WORK INSTRUCTIONS
Could you rewrite the stretch from "We are also" through "disease you need." in the passage on U.S. COVID-19 aid to Bangladesh, changing "hotline" to "helpline"?

TEXT SECTION
American citizens through private businesses, nonprofit groups, charitable and faith-based organizations have donated more than $3 billion to people affected by COVID-19 around the world. Over the past 20 years, the United States has provided more than $1 billion in health assistance to Bangladesh. To fight COVID-19 in Bangladesh, the U.S. government, through USAID and CDC, has provided more than $36.7 million as of June 10.

We are improving the expertise and capacity of laboratories to help make accurate diagnoses; improving ways to prevent and control infections and better manage cases; providing testing kits; and helping ensure the reliable flow of supplies and equipment needed to fight the pandemic.

We are also working on programs to communicate with the public about risks and ways to lessen them, increase knowledge about the virus, and dispel myths and misconceptions. We have trained more than 1200 doctors and nurses to treat COVID patients. We have partnered with IEDCR to embed doctors in the national COVID-19 hotline service. This means more of your calls are answered, and you get the accurate, expert information about this disease you need.

This battle is joined. And we’re going to beat COVID-19. Because we’re Americans, Bangladeshis, brothers and sisters and fellow citizens of a vulnerable world that needs us to come together right now. And we will. And we will win out.

The American Chamber of Commerce in Bangladesh – its leadership and its members – must also play a critical role and shoulder responsibility as representatives of the U.S.  business community to lead the response to this virus, which is disrupting lives, livelihoods, communities, and businesses worldwide. This role includes:  filling gaps where there are shortages of food and necessities, meeting the need for critical medical equipment, and laying the groundwork for economic recovery.

Since we represent the United States of America, I know our response to this crisis will go beyond donations and fundraising – though both are deeply needed and important. The American business community will demonstrate its generosity, leadership, and ingenuity by finding new, innovative ways to tackle this pandemic.  You will harness data to minimize the impact on public health, you will turn garment factories into PPE manufacturers, you will create air bridges to limit disruptions to economies and supply chains, and you will develop vaccines and therapies to save lives.

PROVIDED DATA
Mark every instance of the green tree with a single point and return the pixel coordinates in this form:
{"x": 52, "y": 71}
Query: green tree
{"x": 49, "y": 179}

EXERCISE OUTPUT
We are also working on programs to communicate with the public about risks and ways to lessen them, increase knowledge about the virus, and dispel myths and misconceptions. We have trained more than 1200 doctors and nurses to treat COVID patients. We have partnered with IEDCR to embed doctors in the national COVID-19 helpline service. This means more of your calls are answered, and you get the accurate, expert information about this disease you need.